[Exercise aim] Locate each line in the rows below that contains the string "silver", and copy every such line. Matching is case-sensitive.

[Data]
※

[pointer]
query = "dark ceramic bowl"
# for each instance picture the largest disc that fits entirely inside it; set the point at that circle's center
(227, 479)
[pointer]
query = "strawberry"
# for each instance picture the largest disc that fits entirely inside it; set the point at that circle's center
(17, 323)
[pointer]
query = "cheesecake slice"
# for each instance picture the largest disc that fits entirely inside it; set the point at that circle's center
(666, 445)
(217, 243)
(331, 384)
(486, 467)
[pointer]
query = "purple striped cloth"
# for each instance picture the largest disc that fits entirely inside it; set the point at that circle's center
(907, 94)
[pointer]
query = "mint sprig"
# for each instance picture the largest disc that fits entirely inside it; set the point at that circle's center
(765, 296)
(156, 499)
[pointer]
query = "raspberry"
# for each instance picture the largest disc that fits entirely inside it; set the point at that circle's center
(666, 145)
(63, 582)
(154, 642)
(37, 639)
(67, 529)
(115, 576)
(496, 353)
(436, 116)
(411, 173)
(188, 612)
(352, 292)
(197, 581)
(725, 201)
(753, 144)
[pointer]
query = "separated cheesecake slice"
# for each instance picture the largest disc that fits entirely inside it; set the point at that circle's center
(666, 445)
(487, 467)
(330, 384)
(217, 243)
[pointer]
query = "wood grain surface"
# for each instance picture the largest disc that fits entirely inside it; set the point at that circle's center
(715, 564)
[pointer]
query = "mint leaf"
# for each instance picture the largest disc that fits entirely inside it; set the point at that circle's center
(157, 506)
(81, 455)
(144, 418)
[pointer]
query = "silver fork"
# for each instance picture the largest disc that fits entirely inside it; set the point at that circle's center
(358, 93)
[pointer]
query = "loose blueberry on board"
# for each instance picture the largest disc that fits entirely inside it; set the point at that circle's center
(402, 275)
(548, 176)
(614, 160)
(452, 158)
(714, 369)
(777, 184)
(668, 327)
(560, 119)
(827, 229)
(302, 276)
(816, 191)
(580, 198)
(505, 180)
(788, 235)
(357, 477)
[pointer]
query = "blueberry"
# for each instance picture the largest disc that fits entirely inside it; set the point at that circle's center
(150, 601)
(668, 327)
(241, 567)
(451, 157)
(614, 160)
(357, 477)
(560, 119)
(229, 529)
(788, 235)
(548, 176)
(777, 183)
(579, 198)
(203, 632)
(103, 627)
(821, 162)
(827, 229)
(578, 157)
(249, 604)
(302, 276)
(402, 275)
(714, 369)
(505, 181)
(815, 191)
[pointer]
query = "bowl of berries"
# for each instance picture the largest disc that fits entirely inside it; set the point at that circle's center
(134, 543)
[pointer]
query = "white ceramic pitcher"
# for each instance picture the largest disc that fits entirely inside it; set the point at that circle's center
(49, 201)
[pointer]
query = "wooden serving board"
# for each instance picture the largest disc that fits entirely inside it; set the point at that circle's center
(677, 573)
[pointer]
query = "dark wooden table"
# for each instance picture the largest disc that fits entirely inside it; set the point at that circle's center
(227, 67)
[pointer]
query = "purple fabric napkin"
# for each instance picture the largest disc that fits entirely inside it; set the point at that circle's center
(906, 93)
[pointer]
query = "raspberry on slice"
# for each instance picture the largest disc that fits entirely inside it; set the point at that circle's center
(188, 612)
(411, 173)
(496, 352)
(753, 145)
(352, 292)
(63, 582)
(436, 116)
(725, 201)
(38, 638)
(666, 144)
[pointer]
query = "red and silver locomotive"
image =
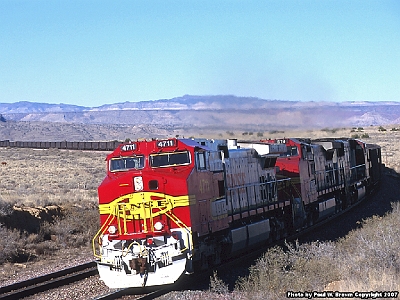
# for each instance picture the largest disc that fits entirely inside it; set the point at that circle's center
(169, 207)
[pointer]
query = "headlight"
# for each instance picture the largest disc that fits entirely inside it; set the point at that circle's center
(112, 229)
(138, 181)
(158, 226)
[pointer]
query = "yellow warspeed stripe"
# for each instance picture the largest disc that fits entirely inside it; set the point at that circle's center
(141, 206)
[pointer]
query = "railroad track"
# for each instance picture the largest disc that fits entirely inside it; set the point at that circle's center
(49, 281)
(73, 274)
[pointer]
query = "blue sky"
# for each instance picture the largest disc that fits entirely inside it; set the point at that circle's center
(96, 52)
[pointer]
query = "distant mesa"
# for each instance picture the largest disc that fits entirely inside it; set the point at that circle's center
(222, 111)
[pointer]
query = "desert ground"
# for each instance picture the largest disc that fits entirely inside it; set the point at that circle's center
(48, 206)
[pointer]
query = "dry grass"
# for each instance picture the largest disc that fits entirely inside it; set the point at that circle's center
(46, 177)
(48, 201)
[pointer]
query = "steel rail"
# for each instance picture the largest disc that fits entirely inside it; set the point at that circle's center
(49, 281)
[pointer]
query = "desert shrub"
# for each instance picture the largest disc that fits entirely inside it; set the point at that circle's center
(75, 229)
(10, 246)
(217, 285)
(373, 248)
(304, 267)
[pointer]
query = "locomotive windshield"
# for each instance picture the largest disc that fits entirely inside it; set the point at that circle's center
(126, 163)
(170, 159)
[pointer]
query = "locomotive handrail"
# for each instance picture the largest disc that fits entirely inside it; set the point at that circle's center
(97, 235)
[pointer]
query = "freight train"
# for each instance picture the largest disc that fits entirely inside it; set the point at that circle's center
(98, 146)
(175, 206)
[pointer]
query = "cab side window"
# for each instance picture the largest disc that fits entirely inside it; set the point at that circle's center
(201, 160)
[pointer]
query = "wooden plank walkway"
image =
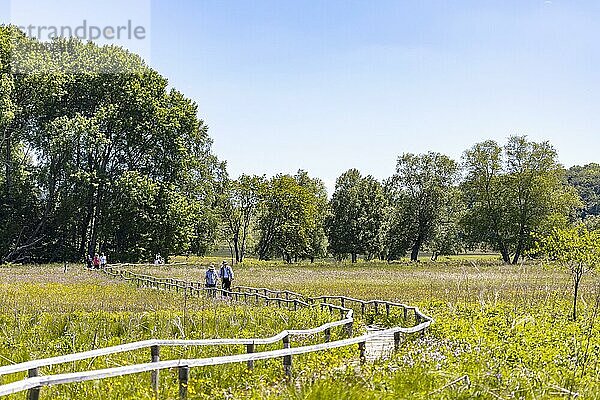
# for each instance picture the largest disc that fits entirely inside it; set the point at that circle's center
(380, 347)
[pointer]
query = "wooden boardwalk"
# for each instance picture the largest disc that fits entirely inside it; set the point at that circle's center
(380, 347)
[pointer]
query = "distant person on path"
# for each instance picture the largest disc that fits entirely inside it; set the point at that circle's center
(211, 276)
(226, 275)
(211, 280)
(96, 261)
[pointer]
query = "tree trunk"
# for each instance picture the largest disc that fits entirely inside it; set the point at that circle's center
(236, 248)
(577, 280)
(505, 255)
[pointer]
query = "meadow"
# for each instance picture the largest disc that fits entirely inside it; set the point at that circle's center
(500, 332)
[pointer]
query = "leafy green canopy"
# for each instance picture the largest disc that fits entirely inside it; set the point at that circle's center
(512, 193)
(357, 210)
(99, 155)
(290, 219)
(418, 192)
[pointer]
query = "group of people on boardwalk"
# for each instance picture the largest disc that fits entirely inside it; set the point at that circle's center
(96, 261)
(225, 274)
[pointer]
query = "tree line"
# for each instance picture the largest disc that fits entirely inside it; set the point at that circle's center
(120, 163)
(496, 198)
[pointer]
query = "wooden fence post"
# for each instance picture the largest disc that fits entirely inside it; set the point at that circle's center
(250, 349)
(155, 356)
(287, 360)
(33, 393)
(184, 377)
(396, 341)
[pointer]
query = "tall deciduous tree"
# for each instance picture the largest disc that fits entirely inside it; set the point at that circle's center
(357, 211)
(586, 180)
(513, 192)
(289, 217)
(238, 209)
(98, 122)
(417, 191)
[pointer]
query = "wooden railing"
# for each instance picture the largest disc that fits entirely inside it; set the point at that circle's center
(34, 382)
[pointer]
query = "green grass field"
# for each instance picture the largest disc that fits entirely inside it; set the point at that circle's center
(504, 330)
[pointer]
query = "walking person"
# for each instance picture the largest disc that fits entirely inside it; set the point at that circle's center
(211, 279)
(103, 260)
(96, 261)
(226, 275)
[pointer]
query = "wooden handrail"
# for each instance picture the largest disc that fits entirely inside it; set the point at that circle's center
(35, 382)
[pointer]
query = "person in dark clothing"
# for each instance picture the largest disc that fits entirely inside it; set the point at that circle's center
(226, 275)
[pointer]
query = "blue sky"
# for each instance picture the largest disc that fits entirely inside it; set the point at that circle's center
(330, 85)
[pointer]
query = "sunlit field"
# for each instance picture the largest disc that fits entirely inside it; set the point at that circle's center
(500, 332)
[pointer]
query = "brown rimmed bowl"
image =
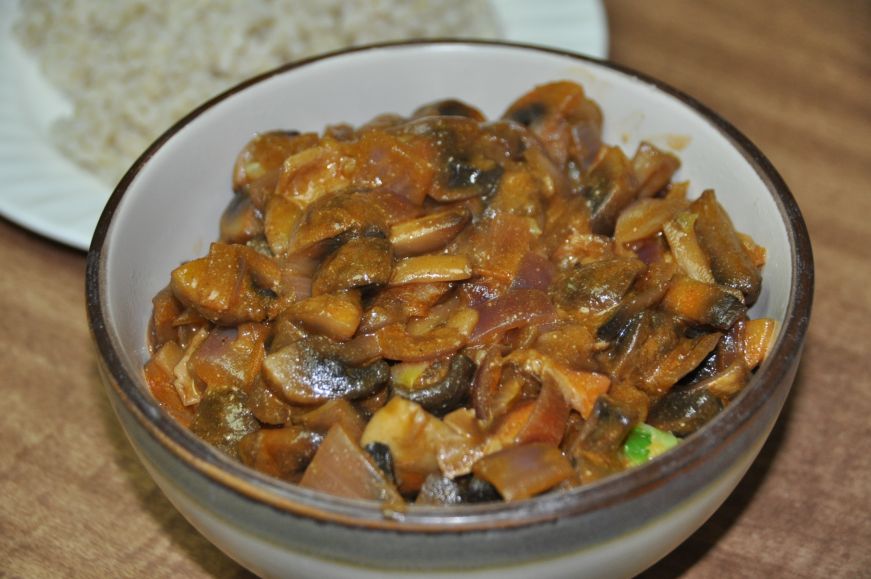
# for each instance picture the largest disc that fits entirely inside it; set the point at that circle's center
(166, 209)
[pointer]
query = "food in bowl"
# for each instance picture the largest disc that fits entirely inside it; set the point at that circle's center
(445, 310)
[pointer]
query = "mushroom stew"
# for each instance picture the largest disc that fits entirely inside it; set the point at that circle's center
(445, 309)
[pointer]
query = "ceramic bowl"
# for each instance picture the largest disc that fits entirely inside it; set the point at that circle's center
(166, 210)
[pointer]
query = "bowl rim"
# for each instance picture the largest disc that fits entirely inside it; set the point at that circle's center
(286, 497)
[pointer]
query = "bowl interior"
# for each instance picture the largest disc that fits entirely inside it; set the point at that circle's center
(167, 208)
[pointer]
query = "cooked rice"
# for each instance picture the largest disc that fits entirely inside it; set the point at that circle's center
(131, 68)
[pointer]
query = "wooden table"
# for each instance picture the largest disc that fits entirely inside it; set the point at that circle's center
(795, 76)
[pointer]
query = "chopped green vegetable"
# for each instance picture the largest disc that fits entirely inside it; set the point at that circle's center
(646, 442)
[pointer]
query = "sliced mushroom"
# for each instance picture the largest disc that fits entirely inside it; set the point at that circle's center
(596, 286)
(684, 410)
(241, 220)
(449, 108)
(703, 303)
(223, 419)
(609, 188)
(439, 386)
(730, 263)
(361, 262)
(258, 164)
(429, 233)
(300, 375)
(567, 123)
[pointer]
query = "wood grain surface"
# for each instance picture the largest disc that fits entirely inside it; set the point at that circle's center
(795, 76)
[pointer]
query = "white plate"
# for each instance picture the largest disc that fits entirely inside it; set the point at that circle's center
(42, 190)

※

[Response to the task]
query = "silver fork"
query = "red and silver locomotive"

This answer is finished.